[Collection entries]
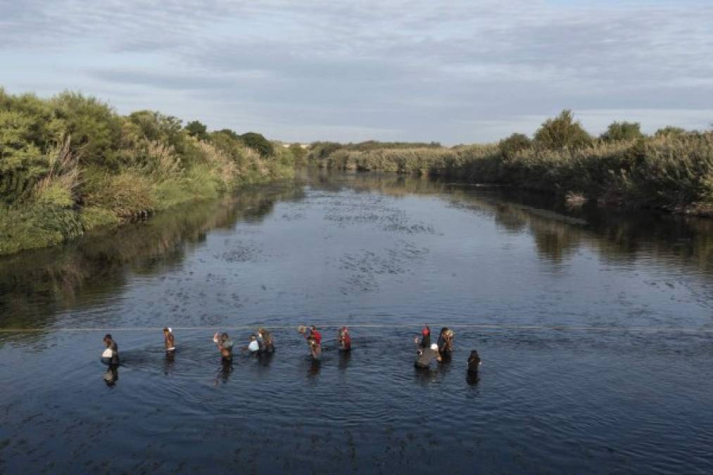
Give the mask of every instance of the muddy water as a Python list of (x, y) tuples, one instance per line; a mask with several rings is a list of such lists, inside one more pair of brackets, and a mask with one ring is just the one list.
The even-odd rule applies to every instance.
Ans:
[(0, 260), (0, 472), (710, 473), (712, 362), (711, 221), (305, 174)]

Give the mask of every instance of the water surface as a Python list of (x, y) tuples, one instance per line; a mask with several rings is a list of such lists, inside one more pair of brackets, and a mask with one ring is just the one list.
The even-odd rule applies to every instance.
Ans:
[(709, 473), (712, 360), (709, 220), (311, 173), (0, 260), (0, 472)]

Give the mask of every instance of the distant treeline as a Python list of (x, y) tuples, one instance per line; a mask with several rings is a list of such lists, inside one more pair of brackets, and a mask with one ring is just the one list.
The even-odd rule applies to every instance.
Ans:
[(120, 116), (78, 93), (0, 88), (0, 254), (290, 176), (295, 153), (153, 111)]
[(713, 132), (667, 127), (647, 136), (615, 122), (593, 137), (563, 111), (532, 138), (457, 145), (313, 144), (310, 163), (330, 168), (419, 173), (555, 193), (601, 203), (713, 216)]

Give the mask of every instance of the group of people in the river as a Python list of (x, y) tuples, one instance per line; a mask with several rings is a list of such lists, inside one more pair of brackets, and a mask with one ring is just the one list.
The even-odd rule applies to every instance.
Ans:
[[(297, 328), (297, 331), (307, 340), (307, 347), (314, 360), (320, 361), (322, 359), (322, 333), (314, 325), (309, 327), (300, 326)], [(430, 367), (431, 363), (434, 359), (439, 362), (450, 361), (455, 337), (456, 332), (453, 330), (443, 327), (441, 329), (441, 332), (438, 334), (436, 342), (431, 343), (431, 328), (428, 325), (424, 325), (420, 338), (417, 337), (414, 340), (414, 342), (418, 345), (414, 366), (418, 369), (425, 369)], [(167, 327), (163, 329), (163, 340), (167, 356), (173, 357), (176, 349), (176, 344), (175, 337), (171, 328)], [(339, 330), (337, 341), (339, 344), (339, 351), (350, 352), (352, 350), (352, 337), (349, 335), (349, 331), (347, 327), (342, 327)], [(232, 359), (233, 342), (227, 333), (216, 332), (213, 335), (213, 342), (215, 343), (224, 362), (230, 362)], [(104, 344), (106, 348), (101, 355), (102, 362), (110, 367), (118, 366), (118, 347), (111, 334), (108, 334), (104, 337)], [(257, 333), (250, 335), (250, 342), (247, 346), (243, 347), (242, 350), (251, 354), (273, 353), (275, 352), (275, 338), (272, 333), (265, 328), (258, 328)], [(480, 364), (481, 359), (478, 352), (473, 350), (468, 359), (468, 372), (477, 373)]]

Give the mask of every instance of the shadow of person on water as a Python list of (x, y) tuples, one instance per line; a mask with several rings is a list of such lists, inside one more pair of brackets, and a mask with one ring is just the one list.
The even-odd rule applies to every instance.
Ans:
[(322, 361), (314, 359), (309, 356), (309, 361), (307, 367), (307, 377), (309, 379), (316, 378), (319, 374), (319, 369), (322, 369)]
[(224, 384), (227, 383), (227, 380), (230, 378), (230, 373), (232, 372), (232, 359), (222, 358), (220, 359), (220, 369), (218, 370), (218, 373), (215, 377), (214, 386), (217, 386), (219, 382), (222, 382)]
[(349, 360), (352, 359), (352, 350), (349, 351), (339, 351), (339, 362), (337, 367), (344, 371), (349, 367)]

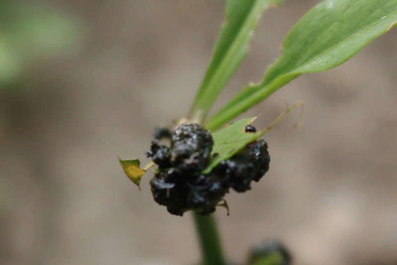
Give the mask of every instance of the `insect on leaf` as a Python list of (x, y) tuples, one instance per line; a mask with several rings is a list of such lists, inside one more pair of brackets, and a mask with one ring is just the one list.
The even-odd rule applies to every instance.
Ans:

**Instructions for the task:** Rewrite every line of the rows above as a numbered list with the blank lines dropped. Omit the pictures.

**Task answer:**
1. Give the mask of every instance of the muddy water as a Python list of (x, y) tuples, one instance per line; a mask with several rings is a list of such lists, inside one more pair of brackets, and a mask with one ring is just the one list.
2. The even-odd rule applies to every instance.
3. Ans:
4. [(0, 260), (0, 472), (710, 473), (712, 362), (711, 221), (305, 174)]
5. Give the mask of every instance of the water surface as a Python list of (x, y) tuples, one instance per line; a mask with several rings is a list of such lists, inside one more pair of brackets, and a mask with one ring is just the one list.
6. The even-odd rule applies to every instance.
7. Ans:
8. [(709, 473), (712, 360), (709, 220), (311, 173), (0, 260), (0, 472)]
9. Give the mask of every instance of the distant treeline as a Python list of (x, y) tuples, one instance per line; a mask with several rings is a list of such lists, inside one more pair of brackets, and a mask with one ring is just the one list.
10. The even-odd rule applies to every instance.
11. Ans:
12. [(120, 116), (78, 93), (0, 88), (0, 254), (290, 176), (295, 153), (153, 111)]
13. [(713, 132), (667, 127), (647, 136), (615, 122), (593, 137), (563, 111), (532, 138), (457, 145), (313, 144), (310, 163), (330, 168), (419, 173), (555, 193), (601, 203), (713, 216)]
14. Give the mask of every instance of the group of people in the river as a Python list of (x, y) tuples, one instance per line; a mask with several rings is a list of such lists, inside one more pair of brackets, and a mask with one ring is just the one list.
15. The even-odd rule applies to every instance.
16. Ans:
17. [[(297, 328), (297, 331), (307, 340), (307, 347), (314, 360), (320, 361), (322, 359), (322, 333), (314, 325), (309, 327), (300, 326)], [(430, 367), (431, 363), (434, 359), (439, 362), (450, 361), (455, 337), (456, 332), (453, 330), (443, 327), (441, 329), (441, 332), (438, 334), (436, 342), (431, 343), (431, 328), (428, 325), (424, 325), (420, 338), (417, 337), (414, 340), (414, 342), (418, 345), (414, 366), (418, 369), (425, 369)], [(167, 327), (163, 329), (163, 340), (167, 356), (173, 357), (176, 349), (176, 344), (175, 337), (171, 328)], [(339, 330), (337, 341), (339, 344), (339, 351), (350, 352), (352, 350), (352, 337), (349, 335), (349, 331), (347, 327), (342, 327)], [(232, 359), (233, 342), (227, 333), (216, 332), (213, 335), (213, 342), (215, 343), (224, 362), (230, 362)], [(104, 344), (106, 348), (101, 355), (102, 362), (110, 367), (118, 366), (118, 347), (111, 334), (108, 334), (104, 337)], [(257, 333), (250, 335), (250, 342), (247, 346), (243, 347), (242, 350), (251, 354), (273, 353), (275, 352), (275, 338), (272, 333), (265, 328), (258, 328)], [(480, 364), (481, 359), (478, 352), (473, 350), (468, 359), (468, 372), (477, 373)]]
18. Give the mask of every instance of the shadow of person on water as a Python list of (x, y) tuples, one instance per line; a mask with several rings is a list of such lists, inside one more pair of brackets, and a mask with one ring is just the one list.
19. The even-odd rule applies to every instance.
20. Ans:
21. [(322, 361), (314, 359), (309, 356), (309, 361), (307, 367), (307, 377), (309, 379), (316, 378), (319, 374), (319, 369), (322, 369)]
22. [(224, 384), (227, 383), (227, 380), (230, 378), (230, 373), (232, 372), (232, 359), (222, 358), (220, 359), (220, 369), (218, 370), (218, 373), (215, 377), (214, 386), (217, 386), (219, 382), (222, 382)]
23. [(349, 360), (352, 359), (352, 350), (349, 351), (339, 351), (339, 362), (337, 367), (344, 371), (349, 367)]
24. Give the mask of every instance of the `insect on leaf` as a Python list of (x, y) tuples, one instance per line; a mask with several rings is a list of such lists, inside one more pair of brackets, and a mask with one ring is just the one list.
25. The even-odd rule applies to every instance.
26. Ans:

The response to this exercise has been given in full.